I am not pushing any product, as you can see I did not start this thread. I am 4th generation union contractor and have been in business for nearly 30 years. I have been using this product to help me stay competitive ever since it was invented.

That said I am the inventor. It is a good product and in my opinion the best time saving/ labor saving product when it comes to painting doors. I haven't linked any website, I've only stated my opinion on it and showed a video.


----------



## Workaholic (Apr 17, 2007)

lebeaupainting said:


> I am not pushing any product, as you can see I did not start this thread. I am 4th generation union contractor and have been in business for nearly 30 years. I have been using this product to help me stay competitive ever since it was invented.
> 
> That said I am the inventor. It is a good product and in my opinion the best time saving/ labor saving product when it comes to painting doors. I haven't linked any website, I've only stated my opinion on it and showed a video.


That is how I saw it to that is why I just gave you the heads up.


----------



## NEPS.US (Feb 6, 2008)

jack pauhl said:


> Let me know if you find a quicker way than pulling them. It takes 00:07.6 secs to pop one hinge. Filling holes and caulking around doors on their hinges also adds time, not only that but calking up to hinges looks bad.
> 
> I do not want my wet paint even 3 days after I spray or brush a door and jamb to have any contact with each other. If a door is hanging, the probability of wind or a HO or someone closing a door on wet or fresh paint is high.
> 
> We always pull hinges because that hour it takes to remove and replace a whole house is nothing in comparison to the alternative. Besides, the tops and bottoms should always be painted.


:thumbsup:


----------



## Jesse-N-Becca (Jul 23, 2010)

By masking quickly! Duh:thumbup:


----------



## Finition Expert (Mar 22, 2015)

*Magnetic hinge covers*



CNQ said:


> Thanks for the replies! The Hinge Magnets look really good! Anyone know how i can order them online? Is there a site? I'm in Toronto and I have never seen them around.

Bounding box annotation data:
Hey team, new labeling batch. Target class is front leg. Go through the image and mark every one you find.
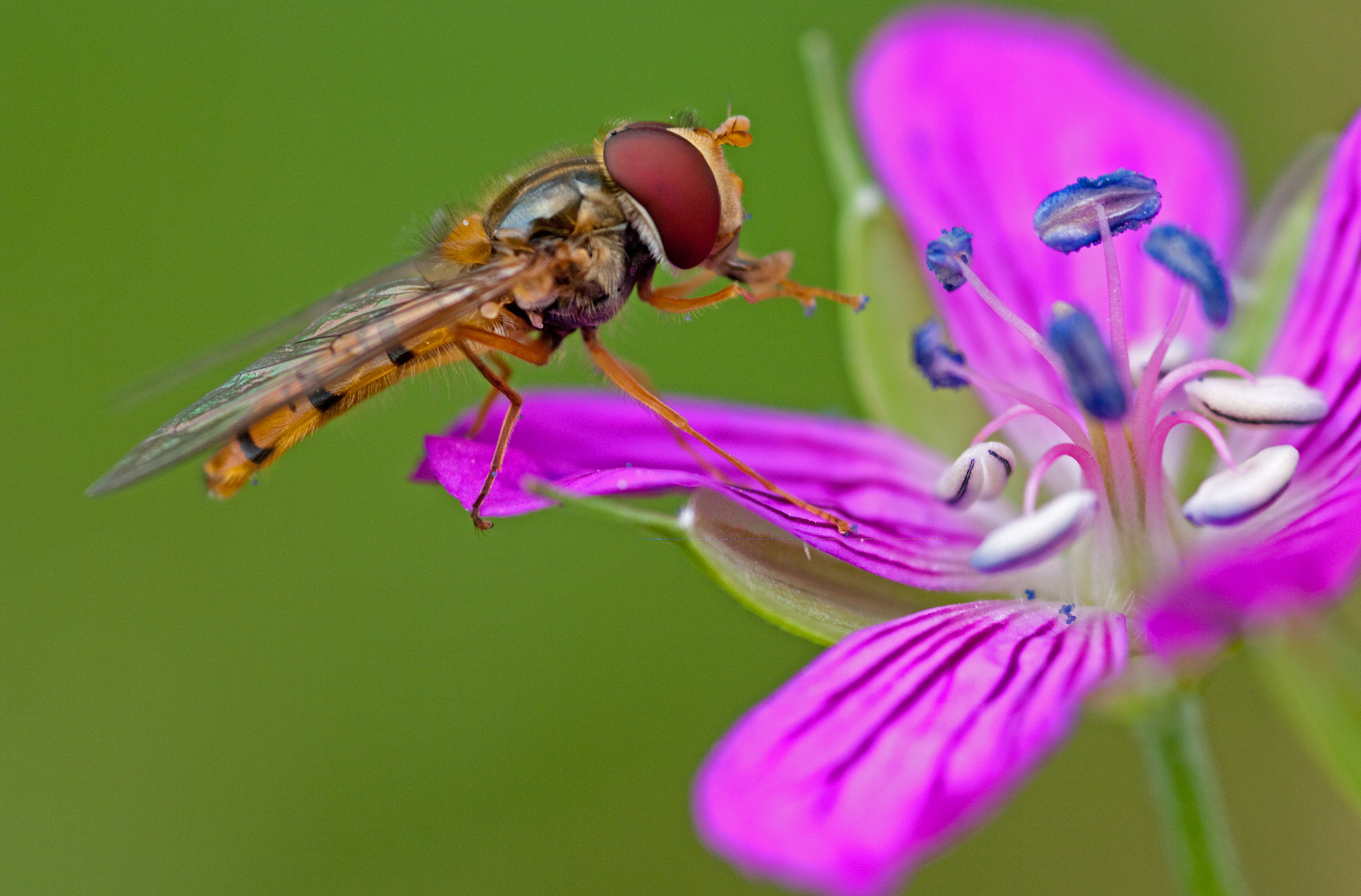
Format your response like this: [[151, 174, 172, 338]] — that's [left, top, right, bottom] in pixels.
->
[[710, 242, 870, 314], [638, 270, 755, 314]]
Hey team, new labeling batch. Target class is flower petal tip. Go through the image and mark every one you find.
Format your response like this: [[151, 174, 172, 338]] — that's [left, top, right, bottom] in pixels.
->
[[693, 601, 1129, 896]]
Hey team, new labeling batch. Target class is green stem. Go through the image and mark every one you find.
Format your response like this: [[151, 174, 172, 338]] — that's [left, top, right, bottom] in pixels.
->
[[799, 32, 878, 208], [1132, 691, 1248, 896]]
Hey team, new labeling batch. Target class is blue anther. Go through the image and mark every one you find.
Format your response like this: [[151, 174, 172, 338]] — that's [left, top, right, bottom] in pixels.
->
[[912, 318, 969, 389], [1144, 224, 1233, 326], [1034, 168, 1163, 251], [927, 227, 973, 292], [1049, 302, 1129, 420]]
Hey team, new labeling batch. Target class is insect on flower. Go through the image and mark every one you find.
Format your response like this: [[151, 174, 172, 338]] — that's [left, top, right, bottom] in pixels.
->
[[417, 7, 1361, 896], [85, 115, 867, 533]]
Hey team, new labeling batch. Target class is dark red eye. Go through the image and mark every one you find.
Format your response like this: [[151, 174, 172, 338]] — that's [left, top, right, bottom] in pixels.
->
[[604, 121, 723, 268]]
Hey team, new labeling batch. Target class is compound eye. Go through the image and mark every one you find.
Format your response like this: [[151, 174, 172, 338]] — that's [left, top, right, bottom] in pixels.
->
[[604, 121, 723, 269]]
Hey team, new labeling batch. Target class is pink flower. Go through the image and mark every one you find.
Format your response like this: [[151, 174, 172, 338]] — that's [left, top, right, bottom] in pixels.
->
[[417, 9, 1361, 896]]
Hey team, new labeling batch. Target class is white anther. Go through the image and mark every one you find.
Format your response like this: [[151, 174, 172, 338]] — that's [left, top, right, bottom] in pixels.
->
[[935, 442, 1017, 510], [1185, 377, 1329, 426], [1182, 445, 1300, 526], [969, 488, 1097, 572], [1129, 336, 1191, 383]]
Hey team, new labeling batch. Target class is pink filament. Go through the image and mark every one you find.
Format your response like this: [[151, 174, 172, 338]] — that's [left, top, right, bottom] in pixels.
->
[[1149, 358, 1257, 415], [1134, 287, 1191, 442], [1097, 202, 1129, 394], [969, 404, 1040, 447], [957, 258, 1063, 377], [1144, 411, 1238, 543], [944, 362, 1091, 451], [1021, 442, 1104, 514]]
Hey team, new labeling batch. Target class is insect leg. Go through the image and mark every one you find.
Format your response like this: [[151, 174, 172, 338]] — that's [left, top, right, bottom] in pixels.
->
[[638, 272, 751, 314], [455, 326, 553, 532], [581, 329, 851, 534], [713, 251, 870, 311], [463, 352, 510, 439]]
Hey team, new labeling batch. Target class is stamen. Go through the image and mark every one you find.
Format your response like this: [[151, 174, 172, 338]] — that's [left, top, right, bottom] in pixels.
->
[[927, 227, 973, 292], [1148, 358, 1257, 415], [1129, 333, 1191, 383], [1134, 288, 1191, 443], [1095, 202, 1142, 392], [1185, 377, 1329, 426], [1021, 442, 1104, 514], [969, 488, 1097, 572], [969, 404, 1040, 445], [1144, 224, 1233, 326], [912, 318, 969, 389], [959, 261, 1063, 373], [935, 442, 1017, 510], [1034, 168, 1163, 251], [939, 360, 1091, 451], [1182, 445, 1300, 526], [1149, 411, 1238, 470], [1049, 302, 1129, 420]]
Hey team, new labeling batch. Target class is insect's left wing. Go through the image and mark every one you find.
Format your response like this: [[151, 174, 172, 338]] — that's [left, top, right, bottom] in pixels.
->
[[85, 256, 546, 498], [113, 258, 425, 411]]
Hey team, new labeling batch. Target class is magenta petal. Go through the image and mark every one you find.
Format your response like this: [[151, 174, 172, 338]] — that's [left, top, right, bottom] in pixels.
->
[[1140, 477, 1361, 658], [415, 390, 996, 590], [694, 601, 1129, 896], [1263, 109, 1361, 484], [852, 8, 1240, 409]]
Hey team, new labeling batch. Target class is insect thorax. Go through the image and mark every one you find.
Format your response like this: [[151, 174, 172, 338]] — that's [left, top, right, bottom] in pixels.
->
[[485, 156, 653, 334]]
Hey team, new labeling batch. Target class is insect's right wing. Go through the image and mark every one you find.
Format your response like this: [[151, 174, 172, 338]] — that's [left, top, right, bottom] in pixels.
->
[[85, 256, 549, 498], [113, 258, 423, 411]]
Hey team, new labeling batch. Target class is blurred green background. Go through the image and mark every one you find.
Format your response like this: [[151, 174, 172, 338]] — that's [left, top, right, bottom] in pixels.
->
[[0, 0, 1361, 896]]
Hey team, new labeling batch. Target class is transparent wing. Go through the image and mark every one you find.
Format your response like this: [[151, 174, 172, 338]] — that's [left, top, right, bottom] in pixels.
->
[[113, 258, 423, 411], [85, 256, 547, 498]]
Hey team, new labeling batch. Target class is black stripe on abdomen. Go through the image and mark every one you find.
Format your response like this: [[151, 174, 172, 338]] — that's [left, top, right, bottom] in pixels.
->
[[237, 430, 274, 464], [308, 386, 340, 413]]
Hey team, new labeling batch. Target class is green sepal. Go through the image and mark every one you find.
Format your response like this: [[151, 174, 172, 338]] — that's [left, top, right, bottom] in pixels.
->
[[800, 32, 988, 454], [1178, 134, 1336, 500], [528, 483, 978, 645], [1252, 608, 1361, 813], [1216, 134, 1336, 370]]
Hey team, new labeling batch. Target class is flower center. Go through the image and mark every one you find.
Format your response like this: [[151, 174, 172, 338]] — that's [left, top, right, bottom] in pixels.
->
[[913, 171, 1327, 605]]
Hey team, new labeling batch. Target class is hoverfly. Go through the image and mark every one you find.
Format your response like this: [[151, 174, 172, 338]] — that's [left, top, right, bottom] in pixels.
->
[[85, 115, 867, 533]]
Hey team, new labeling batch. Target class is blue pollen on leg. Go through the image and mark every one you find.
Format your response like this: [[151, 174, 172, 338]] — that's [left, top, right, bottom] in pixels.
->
[[1144, 224, 1233, 326], [912, 318, 969, 389], [1034, 168, 1163, 251], [1049, 302, 1129, 420], [927, 227, 973, 292]]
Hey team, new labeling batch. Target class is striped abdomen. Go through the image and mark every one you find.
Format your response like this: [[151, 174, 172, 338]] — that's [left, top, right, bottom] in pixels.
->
[[202, 328, 482, 498]]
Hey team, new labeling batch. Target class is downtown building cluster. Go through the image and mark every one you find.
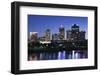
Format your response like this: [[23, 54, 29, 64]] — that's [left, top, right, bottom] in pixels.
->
[[29, 24, 86, 42]]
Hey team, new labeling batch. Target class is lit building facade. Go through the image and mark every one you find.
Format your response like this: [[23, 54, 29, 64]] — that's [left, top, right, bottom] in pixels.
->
[[71, 24, 80, 40], [52, 34, 59, 40], [79, 31, 86, 40], [66, 30, 72, 40], [45, 29, 51, 41], [30, 32, 38, 41], [59, 25, 65, 40]]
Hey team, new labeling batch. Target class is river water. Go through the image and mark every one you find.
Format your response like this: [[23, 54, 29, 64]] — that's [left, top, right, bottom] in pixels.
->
[[28, 50, 88, 61]]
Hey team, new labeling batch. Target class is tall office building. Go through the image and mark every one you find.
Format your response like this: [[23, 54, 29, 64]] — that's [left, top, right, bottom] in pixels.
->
[[45, 29, 51, 41], [59, 25, 65, 40], [30, 32, 38, 41], [52, 34, 59, 40], [71, 24, 79, 40], [66, 30, 72, 40], [79, 31, 86, 40]]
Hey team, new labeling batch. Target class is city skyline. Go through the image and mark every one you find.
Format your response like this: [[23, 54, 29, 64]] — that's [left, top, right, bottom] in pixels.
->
[[28, 15, 88, 38]]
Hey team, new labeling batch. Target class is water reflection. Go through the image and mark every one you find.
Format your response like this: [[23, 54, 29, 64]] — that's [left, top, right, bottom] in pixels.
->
[[28, 50, 87, 60]]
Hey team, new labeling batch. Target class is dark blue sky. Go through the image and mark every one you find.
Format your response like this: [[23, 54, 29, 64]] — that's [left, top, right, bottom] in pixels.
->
[[28, 15, 88, 36]]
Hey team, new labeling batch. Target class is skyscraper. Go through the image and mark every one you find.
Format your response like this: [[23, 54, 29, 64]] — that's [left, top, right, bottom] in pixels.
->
[[52, 34, 59, 40], [30, 32, 38, 41], [79, 31, 86, 40], [59, 25, 65, 40], [66, 30, 72, 40], [45, 29, 51, 41], [71, 24, 79, 40]]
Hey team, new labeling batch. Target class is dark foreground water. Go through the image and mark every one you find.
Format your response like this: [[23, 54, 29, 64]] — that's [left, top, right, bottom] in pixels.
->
[[28, 50, 88, 61]]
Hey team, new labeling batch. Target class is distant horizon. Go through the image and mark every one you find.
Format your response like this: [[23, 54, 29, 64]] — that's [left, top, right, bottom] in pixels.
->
[[28, 15, 88, 39]]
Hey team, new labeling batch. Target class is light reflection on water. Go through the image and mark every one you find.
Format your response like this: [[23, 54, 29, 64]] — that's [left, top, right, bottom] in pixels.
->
[[28, 50, 87, 61]]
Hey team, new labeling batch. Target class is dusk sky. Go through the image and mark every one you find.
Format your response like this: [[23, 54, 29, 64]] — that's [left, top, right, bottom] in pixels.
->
[[28, 15, 88, 37]]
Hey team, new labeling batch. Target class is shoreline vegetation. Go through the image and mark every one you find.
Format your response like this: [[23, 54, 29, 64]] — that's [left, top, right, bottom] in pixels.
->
[[28, 40, 88, 54]]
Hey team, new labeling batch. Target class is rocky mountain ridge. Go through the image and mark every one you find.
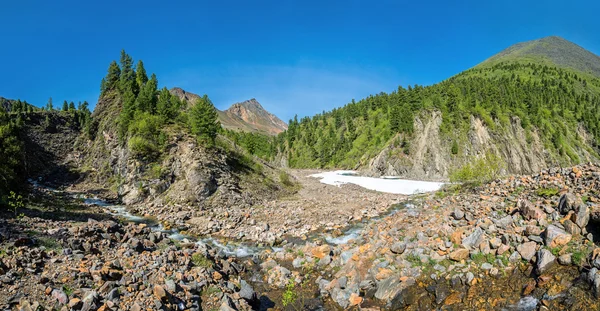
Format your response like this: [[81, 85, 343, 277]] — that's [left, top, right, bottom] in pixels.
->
[[170, 87, 287, 135]]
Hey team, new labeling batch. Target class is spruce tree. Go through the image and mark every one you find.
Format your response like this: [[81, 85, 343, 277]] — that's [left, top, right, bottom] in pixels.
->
[[189, 95, 220, 146], [135, 60, 148, 91], [102, 60, 121, 93], [119, 50, 138, 95]]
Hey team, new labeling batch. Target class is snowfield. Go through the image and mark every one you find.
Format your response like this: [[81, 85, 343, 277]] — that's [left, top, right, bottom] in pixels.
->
[[310, 171, 444, 195]]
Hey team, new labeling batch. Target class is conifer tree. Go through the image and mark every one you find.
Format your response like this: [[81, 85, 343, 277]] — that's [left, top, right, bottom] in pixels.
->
[[119, 50, 138, 95], [189, 95, 220, 146], [135, 60, 148, 91]]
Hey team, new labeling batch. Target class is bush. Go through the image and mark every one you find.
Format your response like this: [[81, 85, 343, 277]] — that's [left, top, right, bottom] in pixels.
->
[[279, 171, 294, 187], [450, 152, 504, 186], [129, 136, 158, 158]]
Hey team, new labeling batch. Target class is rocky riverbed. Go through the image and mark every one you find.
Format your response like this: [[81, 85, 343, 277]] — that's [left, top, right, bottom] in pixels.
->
[[0, 165, 600, 310], [252, 165, 600, 310], [118, 170, 406, 245]]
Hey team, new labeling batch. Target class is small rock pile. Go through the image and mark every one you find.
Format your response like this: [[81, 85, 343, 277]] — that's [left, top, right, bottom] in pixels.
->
[[262, 164, 600, 309], [0, 217, 259, 311]]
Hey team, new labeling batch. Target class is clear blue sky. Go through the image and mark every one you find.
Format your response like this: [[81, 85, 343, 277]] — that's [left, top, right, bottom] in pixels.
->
[[0, 0, 600, 121]]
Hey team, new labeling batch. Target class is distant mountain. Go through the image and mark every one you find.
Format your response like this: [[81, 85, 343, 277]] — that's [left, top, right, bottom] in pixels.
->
[[171, 87, 287, 135], [479, 36, 600, 76], [272, 37, 600, 180]]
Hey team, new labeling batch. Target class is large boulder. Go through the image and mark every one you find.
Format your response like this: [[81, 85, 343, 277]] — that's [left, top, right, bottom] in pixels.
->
[[517, 200, 546, 220], [544, 225, 573, 248], [517, 241, 537, 261], [462, 227, 483, 249], [571, 204, 590, 229], [535, 249, 556, 275], [558, 192, 583, 215]]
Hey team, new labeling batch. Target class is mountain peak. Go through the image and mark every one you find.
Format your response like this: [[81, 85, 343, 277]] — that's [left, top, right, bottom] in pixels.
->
[[170, 87, 287, 135], [478, 36, 600, 76], [225, 98, 287, 135]]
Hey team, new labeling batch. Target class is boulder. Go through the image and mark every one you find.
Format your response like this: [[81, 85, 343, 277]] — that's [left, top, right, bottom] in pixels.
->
[[462, 227, 483, 249], [544, 225, 573, 248], [558, 192, 583, 215], [390, 242, 406, 255], [517, 242, 537, 261], [535, 249, 556, 275], [448, 248, 469, 261], [571, 204, 590, 229], [517, 200, 546, 221], [452, 208, 465, 220]]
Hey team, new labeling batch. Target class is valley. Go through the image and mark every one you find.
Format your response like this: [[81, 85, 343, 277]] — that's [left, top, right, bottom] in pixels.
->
[[0, 37, 600, 311]]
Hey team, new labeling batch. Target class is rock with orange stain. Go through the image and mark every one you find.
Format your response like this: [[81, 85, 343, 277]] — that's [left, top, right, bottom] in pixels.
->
[[310, 245, 331, 259], [350, 293, 363, 306]]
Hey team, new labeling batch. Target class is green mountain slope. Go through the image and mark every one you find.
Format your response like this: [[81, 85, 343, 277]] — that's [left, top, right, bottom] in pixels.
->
[[277, 37, 600, 179], [479, 36, 600, 76]]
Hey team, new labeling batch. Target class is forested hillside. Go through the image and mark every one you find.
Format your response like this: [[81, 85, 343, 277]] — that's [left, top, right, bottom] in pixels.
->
[[278, 36, 600, 178]]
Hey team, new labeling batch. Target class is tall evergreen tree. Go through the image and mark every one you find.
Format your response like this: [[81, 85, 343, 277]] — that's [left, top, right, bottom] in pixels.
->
[[135, 60, 148, 91], [101, 60, 121, 93], [119, 50, 138, 95], [189, 95, 220, 145]]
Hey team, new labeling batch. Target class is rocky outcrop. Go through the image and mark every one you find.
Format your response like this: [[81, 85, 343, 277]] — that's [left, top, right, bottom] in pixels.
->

* [Short task 1] In the forum thread on painting doors, how long does it take to pop one hinge?
* [Short task 2] Carry the forum thread on painting doors forward with the reply that follows the last quoted post.
The data stand apart from the forum thread on painting doors.

* [Exercise response 1] It takes 00:07.6 seconds to pop one hinge.

* [Exercise response 2]
These things work fantastic, I've been using them for awhile now. The only issue I have with these, is that they don't make a 3" hinge cover, I have to buy the 3 1/2" magnets and trim them down to 3". All the jobs I do here in Canada have 3" hinges. 

Ideal for spraying. Shoot the doors and casings, let dry and take them off and clean the little bit of overspray "minimal". It's a huge time saver.

There is two types of these, the ones with the rubber boot that covers the hinge pin and the one with the flap. I've only bought the ones with the boot, I have to say, the boots are useless, they fall off every time you open the door, so I ended up taping the pins, which causes a problem as well "you understand if you've done it. But,I found a solution for that. If you oil the round part of the pin the tape sticks to the flat surface and does not wrinkle up and tear the tape. If you have other solutions, I'm all ears.


----------



## pjemark (Sep 24, 2010)

I use the 3m blue tape hinge covers. I'm not a total fan of blue tape but these really work. Hard to find. I purchased 5 rolls for a dollar apiece at a local hardware store. they were just trying to get rid of them. when I ran out of them I had to order off of ebay and pay 10 per roll but they are well worth it.


----------



## Finition Expert (Mar 22, 2015)

pjemark said:


> I use the 3m blue tape hinge covers. I'm not a total fan of blue tape but these really work. Hard to find. I purchased 5 rolls for a dollar apiece at a local hardware store. they were just trying to get rid of them. when I ran out of them I had to order off of ebay and pay 10 per roll but they are well worth it.


The blue tape hinge covers sounds like a great idea, but I would still have to cut the to fit. Also, it does not cover the middle part of the hinge. Putting a piece of tape in the middle will not withhold the opening and closing of the door.

The great thing about the magnets is that I can reuse them over and over and they keep the doors from closing when I shoot them. I am in the middle of a huge project of 4 plexes, 24 doors each, 72 hinges. I bought a pack of 90 to try out and I have reused these things 10 times already. The down side was that I had to trim them to 3" with scissors. and they cost about 1$ a piece.


----------



## CRS (Apr 13, 2013)

*Plastic hinge cover*

Plastic hinge covers, I see them used all the time. They just snap on the hinge. 

Of course this only works if your pulling doors and with only one size of hinge. You'll have to google, don't remember who makes them.

As far as warping, have only seen this happen with wood doors leaned against a wall on an excessive angle for an extended period of time. If you stand them upright (ready to spray) right away, you'll never have a problem.


----------



## pjemark (Sep 24, 2010)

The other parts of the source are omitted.